Requirement 1:
In the statistics thread, how many pages long is the book that pokoleo recommends?
Requirement 2:
Write the next part of the statistics thread, picking up right after its last sentence.

Source excerpt:
I've seen "Relative measures are wrong and bad and you should feel bad!" enter
what I'll call the "Educated Layperson" lexicon regarding statistics, while
ignoring that there are often very good reasons for why these choices are
made.

------
pokoleo
For more reading on the topic, I'd recommend "How to Lie with Statistics"[0].
It's a short read (144 pages), with mainly tongue-in-cheek instructions on how
to mislead.

Most of the usual tricks ('drop the axes', percentage-points, etc) are there,
but there are many other, less obvious tricks.

One of the cooler arguments in the book is that it's easy to lean on someone's
implicit assumption of volume to modify their understanding.

If you inflate a 15% increase in house spending to look larger than it is,
drawing pictures of houses that are 15% wider will make people intuit a 50%[1]
increase, despite reading 15%. The author suggests that even if you're
incredibly clear with the text surrounding the charts, people still use the
charts to understand the scales of change.

Stored data:

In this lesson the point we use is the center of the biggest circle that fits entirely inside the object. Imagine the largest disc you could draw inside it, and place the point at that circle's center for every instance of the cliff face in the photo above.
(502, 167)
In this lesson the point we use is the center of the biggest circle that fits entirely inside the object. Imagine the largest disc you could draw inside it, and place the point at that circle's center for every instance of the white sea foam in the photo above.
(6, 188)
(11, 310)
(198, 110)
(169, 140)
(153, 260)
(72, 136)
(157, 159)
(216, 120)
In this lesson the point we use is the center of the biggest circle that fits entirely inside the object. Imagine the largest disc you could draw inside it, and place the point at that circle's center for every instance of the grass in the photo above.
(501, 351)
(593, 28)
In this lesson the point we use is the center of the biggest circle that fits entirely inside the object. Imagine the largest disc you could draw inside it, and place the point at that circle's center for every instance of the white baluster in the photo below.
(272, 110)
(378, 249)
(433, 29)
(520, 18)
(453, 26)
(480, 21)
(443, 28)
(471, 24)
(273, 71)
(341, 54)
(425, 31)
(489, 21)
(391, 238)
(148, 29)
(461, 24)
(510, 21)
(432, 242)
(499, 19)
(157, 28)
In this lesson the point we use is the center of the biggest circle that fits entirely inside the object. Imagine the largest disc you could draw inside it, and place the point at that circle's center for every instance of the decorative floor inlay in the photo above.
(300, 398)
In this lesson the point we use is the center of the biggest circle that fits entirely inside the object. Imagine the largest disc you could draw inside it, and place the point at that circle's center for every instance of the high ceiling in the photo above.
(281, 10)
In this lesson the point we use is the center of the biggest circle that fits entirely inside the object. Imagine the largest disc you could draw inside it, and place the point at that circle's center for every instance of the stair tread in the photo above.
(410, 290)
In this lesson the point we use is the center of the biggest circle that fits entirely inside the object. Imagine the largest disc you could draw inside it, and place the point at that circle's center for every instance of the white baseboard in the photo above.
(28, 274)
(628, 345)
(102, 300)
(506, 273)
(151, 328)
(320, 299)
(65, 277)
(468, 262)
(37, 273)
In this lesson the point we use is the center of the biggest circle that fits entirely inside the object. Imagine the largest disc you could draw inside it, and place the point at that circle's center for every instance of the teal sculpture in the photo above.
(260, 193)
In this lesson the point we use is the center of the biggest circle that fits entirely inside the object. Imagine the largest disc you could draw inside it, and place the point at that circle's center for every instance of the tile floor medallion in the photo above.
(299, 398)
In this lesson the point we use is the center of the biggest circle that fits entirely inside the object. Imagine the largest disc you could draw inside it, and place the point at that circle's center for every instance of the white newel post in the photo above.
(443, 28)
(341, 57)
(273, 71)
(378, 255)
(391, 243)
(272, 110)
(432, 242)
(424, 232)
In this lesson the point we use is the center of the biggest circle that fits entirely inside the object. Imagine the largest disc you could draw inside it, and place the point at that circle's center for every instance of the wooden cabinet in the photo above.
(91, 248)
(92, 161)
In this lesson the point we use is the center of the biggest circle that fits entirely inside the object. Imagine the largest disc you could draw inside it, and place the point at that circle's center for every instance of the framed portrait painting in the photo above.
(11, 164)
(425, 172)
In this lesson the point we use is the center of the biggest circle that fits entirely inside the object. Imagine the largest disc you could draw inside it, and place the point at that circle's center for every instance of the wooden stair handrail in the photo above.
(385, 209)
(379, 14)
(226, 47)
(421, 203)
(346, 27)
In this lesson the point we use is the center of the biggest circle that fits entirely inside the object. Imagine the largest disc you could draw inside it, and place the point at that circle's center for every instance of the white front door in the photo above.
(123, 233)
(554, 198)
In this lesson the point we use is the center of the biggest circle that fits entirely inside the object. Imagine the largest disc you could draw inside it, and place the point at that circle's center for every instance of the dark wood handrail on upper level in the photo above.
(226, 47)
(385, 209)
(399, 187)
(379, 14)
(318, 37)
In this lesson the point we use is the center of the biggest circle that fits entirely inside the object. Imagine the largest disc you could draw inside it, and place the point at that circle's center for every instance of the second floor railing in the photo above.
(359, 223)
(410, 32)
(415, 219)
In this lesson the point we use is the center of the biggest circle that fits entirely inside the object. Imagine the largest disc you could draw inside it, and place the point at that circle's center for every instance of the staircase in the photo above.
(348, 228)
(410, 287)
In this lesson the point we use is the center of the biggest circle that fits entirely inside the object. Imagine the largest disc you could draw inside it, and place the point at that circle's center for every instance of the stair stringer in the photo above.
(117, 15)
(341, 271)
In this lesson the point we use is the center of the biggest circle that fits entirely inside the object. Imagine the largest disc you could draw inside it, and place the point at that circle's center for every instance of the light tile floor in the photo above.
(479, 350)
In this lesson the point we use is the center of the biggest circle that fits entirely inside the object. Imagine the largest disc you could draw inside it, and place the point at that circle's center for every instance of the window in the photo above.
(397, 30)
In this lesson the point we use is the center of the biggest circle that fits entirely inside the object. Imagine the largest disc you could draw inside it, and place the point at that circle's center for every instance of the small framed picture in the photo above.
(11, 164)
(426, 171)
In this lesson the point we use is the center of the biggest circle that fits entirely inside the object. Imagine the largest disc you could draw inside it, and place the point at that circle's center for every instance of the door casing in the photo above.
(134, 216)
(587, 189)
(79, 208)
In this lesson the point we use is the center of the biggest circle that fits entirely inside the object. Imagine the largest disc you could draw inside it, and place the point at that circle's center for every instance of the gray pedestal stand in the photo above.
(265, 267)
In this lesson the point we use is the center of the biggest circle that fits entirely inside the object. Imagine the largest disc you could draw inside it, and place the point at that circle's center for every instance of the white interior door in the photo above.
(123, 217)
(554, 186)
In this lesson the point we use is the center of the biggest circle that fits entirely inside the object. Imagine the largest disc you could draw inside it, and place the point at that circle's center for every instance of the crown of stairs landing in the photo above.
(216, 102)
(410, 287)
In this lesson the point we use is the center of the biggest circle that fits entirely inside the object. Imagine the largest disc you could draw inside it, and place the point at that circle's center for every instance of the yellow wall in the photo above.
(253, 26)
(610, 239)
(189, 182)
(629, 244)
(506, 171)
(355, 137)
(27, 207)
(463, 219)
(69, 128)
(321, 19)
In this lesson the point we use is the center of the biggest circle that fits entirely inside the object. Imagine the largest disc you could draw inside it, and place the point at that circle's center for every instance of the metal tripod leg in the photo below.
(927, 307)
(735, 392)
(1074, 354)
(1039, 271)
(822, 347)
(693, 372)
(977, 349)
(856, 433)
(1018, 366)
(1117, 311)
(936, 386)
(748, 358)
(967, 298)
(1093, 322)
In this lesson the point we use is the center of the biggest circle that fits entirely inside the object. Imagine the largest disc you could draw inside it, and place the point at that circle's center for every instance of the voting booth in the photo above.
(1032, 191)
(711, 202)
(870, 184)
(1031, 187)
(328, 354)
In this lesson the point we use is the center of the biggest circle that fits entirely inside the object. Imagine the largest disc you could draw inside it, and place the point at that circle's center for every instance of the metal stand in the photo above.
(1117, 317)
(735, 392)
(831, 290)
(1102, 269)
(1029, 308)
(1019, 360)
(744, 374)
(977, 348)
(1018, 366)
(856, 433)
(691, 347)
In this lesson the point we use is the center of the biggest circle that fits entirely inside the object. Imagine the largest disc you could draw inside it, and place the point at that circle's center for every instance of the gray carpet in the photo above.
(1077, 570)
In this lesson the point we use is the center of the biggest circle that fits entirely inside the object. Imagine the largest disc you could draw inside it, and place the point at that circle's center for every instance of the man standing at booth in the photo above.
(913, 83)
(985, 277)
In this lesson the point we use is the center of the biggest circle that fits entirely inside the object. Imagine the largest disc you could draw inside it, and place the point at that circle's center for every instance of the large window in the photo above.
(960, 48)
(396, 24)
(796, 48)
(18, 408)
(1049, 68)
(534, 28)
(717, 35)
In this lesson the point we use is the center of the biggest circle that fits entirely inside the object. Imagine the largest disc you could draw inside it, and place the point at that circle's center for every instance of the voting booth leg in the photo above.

Reply 1:
144 pages.

Reply 2:
[0] [http://amzn.to/1RmCVmL](http://amzn.to/1RmCVmL) (disclaimer: affiliate
link) [1] 1.15^3 ~= 1.5

------
nonbel
>"I got very grumpy at an official graph of British teenage pregnancy rates
that apparently showed they had declined to nearly zero. Until I realized that
the bottom part of the axis had been cut off, which made it impossible to
visualize the (very impressive) 50% reduction since 2000."

Don't understand. I'd think _not_ truncating the y-axis would make it more
difficult to see a change.

>"I thought people would know that 3 out of 100 is equal to 3% is equal to
0.03. But they are very different!"

Don't understand. Those numbers are all the same by definition.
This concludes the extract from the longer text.